任务要求 >> 请改写下面的全部条目：把其中每一处“green”都换成“purple”，其余文字一律保持不变。
--------------------
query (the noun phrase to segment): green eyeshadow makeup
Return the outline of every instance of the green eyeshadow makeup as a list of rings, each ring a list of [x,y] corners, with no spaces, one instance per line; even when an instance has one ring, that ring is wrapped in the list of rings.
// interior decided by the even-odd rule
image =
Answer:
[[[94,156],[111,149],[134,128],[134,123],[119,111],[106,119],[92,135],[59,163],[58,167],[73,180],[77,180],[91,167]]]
--------------------
任务答案 >>
query (the noun phrase to segment): purple eyeshadow makeup
Return the outline of every instance of the purple eyeshadow makeup as a list of rings, each ring a list of [x,y] corners, with no spaces, one instance per line; even when an instance has one ring, that ring is wrapped in the list of rings.
// interior decided by the even-odd rule
image =
Answer:
[[[94,156],[111,149],[134,128],[134,123],[119,111],[106,119],[92,135],[59,163],[58,167],[73,180],[77,180],[91,167]]]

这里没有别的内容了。